* Assigned task
Give back only the line containing "the hoodie hood" and every line after it through the end of the data below, transcribed exactly.
================
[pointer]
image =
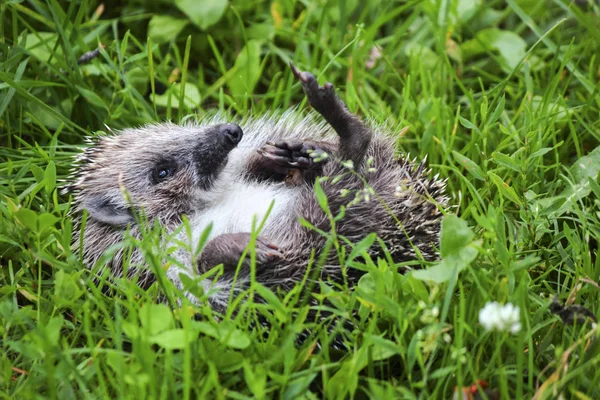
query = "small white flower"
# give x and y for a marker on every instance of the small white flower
(495, 316)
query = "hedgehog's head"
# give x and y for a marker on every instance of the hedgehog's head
(165, 170)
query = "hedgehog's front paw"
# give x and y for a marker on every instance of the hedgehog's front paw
(293, 154)
(321, 98)
(227, 249)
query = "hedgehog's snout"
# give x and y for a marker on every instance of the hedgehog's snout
(232, 133)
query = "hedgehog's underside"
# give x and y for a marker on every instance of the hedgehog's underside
(275, 162)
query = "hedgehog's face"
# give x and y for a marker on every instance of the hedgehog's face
(165, 170)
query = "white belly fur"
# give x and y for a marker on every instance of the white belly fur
(241, 205)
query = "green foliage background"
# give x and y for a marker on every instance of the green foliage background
(501, 96)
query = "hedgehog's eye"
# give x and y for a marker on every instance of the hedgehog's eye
(163, 172)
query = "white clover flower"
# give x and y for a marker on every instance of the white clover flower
(495, 316)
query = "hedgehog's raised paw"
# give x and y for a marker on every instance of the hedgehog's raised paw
(285, 155)
(321, 98)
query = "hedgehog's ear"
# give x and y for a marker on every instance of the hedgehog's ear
(107, 210)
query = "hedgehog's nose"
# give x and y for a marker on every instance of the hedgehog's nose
(232, 132)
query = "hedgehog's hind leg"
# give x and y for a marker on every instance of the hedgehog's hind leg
(355, 137)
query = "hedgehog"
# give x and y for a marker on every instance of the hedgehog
(232, 176)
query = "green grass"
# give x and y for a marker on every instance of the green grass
(503, 99)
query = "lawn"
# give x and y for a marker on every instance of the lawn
(502, 99)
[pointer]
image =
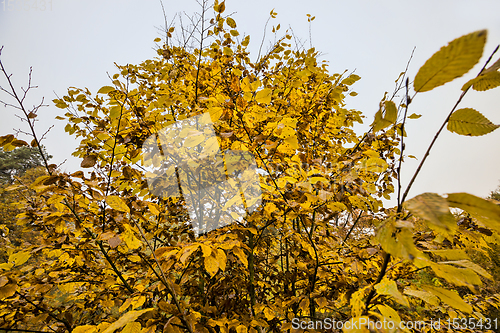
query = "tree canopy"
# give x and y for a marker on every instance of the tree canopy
(314, 245)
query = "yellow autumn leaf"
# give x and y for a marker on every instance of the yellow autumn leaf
(211, 265)
(449, 297)
(238, 252)
(117, 203)
(84, 329)
(470, 122)
(133, 327)
(221, 258)
(19, 258)
(389, 287)
(138, 301)
(153, 208)
(433, 208)
(129, 238)
(264, 96)
(125, 319)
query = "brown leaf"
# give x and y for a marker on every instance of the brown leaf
(89, 161)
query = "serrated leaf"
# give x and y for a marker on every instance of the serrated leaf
(486, 212)
(423, 295)
(470, 122)
(19, 258)
(89, 161)
(484, 82)
(211, 265)
(468, 264)
(449, 297)
(389, 287)
(433, 208)
(134, 327)
(451, 61)
(264, 96)
(84, 329)
(8, 290)
(105, 90)
(117, 203)
(230, 22)
(241, 255)
(125, 319)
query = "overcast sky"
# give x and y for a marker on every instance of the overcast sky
(75, 43)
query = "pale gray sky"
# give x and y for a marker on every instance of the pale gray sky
(74, 43)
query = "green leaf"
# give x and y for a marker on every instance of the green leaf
(449, 297)
(470, 122)
(451, 61)
(125, 319)
(486, 212)
(433, 208)
(105, 90)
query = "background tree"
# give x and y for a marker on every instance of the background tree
(321, 244)
(18, 169)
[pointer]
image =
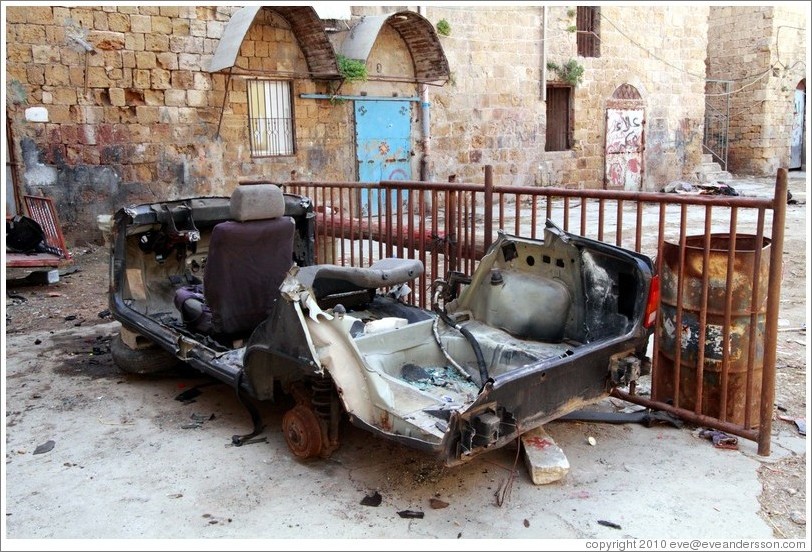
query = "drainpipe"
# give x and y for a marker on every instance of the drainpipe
(424, 120)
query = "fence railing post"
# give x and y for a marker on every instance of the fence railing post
(488, 230)
(451, 231)
(771, 323)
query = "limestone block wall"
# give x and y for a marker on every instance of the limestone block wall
(762, 50)
(492, 111)
(132, 114)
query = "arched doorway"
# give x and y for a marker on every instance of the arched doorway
(625, 139)
(797, 157)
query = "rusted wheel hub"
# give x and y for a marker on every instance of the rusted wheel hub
(302, 431)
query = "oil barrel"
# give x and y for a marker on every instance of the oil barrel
(746, 325)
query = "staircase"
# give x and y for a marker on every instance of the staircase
(710, 172)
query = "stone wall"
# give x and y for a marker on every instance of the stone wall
(129, 113)
(138, 117)
(492, 111)
(762, 50)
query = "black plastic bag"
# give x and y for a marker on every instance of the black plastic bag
(24, 235)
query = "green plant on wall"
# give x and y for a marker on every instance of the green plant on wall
(571, 72)
(352, 70)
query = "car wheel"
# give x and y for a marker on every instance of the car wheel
(148, 360)
(302, 431)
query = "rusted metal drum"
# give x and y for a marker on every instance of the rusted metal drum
(746, 326)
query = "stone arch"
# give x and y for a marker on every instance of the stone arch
(306, 27)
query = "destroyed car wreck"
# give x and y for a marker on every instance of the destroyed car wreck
(228, 286)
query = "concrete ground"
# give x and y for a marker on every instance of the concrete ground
(130, 463)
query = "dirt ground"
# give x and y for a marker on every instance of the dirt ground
(77, 306)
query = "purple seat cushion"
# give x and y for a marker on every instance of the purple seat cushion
(247, 263)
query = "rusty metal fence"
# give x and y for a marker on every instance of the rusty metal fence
(714, 350)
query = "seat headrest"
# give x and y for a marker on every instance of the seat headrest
(257, 202)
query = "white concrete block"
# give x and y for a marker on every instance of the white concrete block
(546, 461)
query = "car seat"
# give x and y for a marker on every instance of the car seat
(247, 261)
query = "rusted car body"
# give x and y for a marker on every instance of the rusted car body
(541, 327)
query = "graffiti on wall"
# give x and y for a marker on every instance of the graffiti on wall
(624, 148)
(624, 130)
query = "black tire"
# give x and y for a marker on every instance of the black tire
(149, 360)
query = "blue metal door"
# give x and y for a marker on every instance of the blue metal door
(383, 145)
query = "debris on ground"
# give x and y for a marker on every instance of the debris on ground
(646, 417)
(797, 517)
(709, 188)
(720, 439)
(800, 423)
(373, 499)
(47, 446)
(197, 421)
(188, 396)
(437, 504)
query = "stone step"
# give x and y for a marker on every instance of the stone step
(546, 462)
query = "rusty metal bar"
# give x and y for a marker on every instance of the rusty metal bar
(601, 218)
(680, 287)
(350, 205)
(755, 305)
(583, 216)
(421, 195)
(533, 217)
(488, 237)
(435, 232)
(658, 267)
(773, 303)
(731, 262)
(566, 213)
(451, 228)
(703, 315)
(688, 416)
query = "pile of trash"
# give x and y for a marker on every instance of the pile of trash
(709, 188)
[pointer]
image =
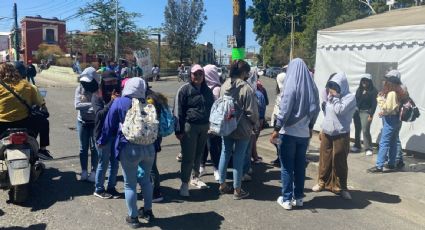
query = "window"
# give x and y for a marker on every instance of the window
(50, 36)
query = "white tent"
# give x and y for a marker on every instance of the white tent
(376, 44)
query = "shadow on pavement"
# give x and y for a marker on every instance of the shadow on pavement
(32, 227)
(55, 186)
(208, 220)
(361, 199)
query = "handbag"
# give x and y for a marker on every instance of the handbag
(35, 111)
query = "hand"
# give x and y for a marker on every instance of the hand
(179, 136)
(274, 135)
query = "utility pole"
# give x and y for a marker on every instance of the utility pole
(239, 23)
(16, 31)
(116, 31)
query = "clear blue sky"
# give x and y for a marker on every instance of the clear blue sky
(218, 25)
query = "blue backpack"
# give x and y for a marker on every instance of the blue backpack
(166, 122)
(223, 119)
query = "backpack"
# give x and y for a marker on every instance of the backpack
(140, 124)
(166, 122)
(408, 110)
(223, 116)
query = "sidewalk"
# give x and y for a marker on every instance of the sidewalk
(408, 183)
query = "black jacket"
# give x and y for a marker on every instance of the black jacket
(192, 106)
(366, 99)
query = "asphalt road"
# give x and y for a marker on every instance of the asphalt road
(60, 201)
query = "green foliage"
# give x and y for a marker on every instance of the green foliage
(184, 20)
(100, 15)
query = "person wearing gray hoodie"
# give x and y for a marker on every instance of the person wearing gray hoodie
(339, 108)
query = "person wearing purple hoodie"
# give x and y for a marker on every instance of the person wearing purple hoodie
(130, 155)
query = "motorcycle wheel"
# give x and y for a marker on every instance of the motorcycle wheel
(19, 193)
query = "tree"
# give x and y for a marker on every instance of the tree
(184, 20)
(100, 15)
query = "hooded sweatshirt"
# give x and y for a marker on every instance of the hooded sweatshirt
(299, 105)
(246, 106)
(134, 88)
(339, 110)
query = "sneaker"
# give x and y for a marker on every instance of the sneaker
(115, 194)
(242, 194)
(44, 154)
(285, 204)
(92, 177)
(133, 222)
(369, 152)
(355, 149)
(297, 202)
(216, 175)
(179, 157)
(157, 197)
(102, 195)
(146, 214)
(225, 189)
(202, 171)
(317, 188)
(184, 190)
(84, 176)
(198, 183)
(375, 170)
(345, 195)
(246, 178)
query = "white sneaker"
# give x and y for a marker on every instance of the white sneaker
(202, 171)
(285, 204)
(216, 175)
(84, 175)
(92, 177)
(346, 195)
(198, 183)
(246, 177)
(184, 190)
(297, 202)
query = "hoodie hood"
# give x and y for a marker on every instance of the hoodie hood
(211, 76)
(341, 80)
(135, 88)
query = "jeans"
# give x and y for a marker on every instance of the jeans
(107, 161)
(85, 134)
(292, 159)
(131, 156)
(388, 143)
(238, 148)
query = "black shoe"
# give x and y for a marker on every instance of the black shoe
(44, 154)
(114, 193)
(375, 170)
(147, 215)
(133, 222)
(102, 195)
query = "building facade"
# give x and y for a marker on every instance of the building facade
(37, 31)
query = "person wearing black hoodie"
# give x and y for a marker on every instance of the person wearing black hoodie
(366, 106)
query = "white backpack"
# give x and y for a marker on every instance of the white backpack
(140, 125)
(223, 119)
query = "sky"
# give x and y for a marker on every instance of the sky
(216, 29)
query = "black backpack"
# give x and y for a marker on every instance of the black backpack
(408, 110)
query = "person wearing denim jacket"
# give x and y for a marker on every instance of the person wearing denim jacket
(339, 107)
(129, 154)
(299, 108)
================
* Response to the exercise
# give x and y for a marker on every instance of the hoodie hood
(211, 76)
(341, 80)
(135, 88)
query = "jeans"
# give x and y for a marker on every instance of the jeans
(107, 161)
(85, 134)
(292, 159)
(131, 156)
(388, 143)
(238, 148)
query = "black shoe"
# give x and y for a marker on every instance of the black shoe
(44, 154)
(114, 193)
(375, 170)
(147, 215)
(133, 222)
(102, 195)
query = "building facade"
# give x and y for a marker on every instance of the building facade
(37, 31)
query = "person wearing black hoodie"
# give x and y for a marker on every instance of the person wearing black hoodie
(366, 106)
query = "white backpack"
# give x and y for a marker on every instance of the white backpack
(140, 125)
(223, 119)
query = "sky"
# give x and y for a marker on every instance of the sky
(216, 29)
query = "black backpack"
# give x and y for a marker on every instance of the black backpack
(408, 110)
query = "person wearing denim jacket"
# give x and y for a marker on every instance of the person wearing denim jacket
(339, 107)
(129, 154)
(299, 108)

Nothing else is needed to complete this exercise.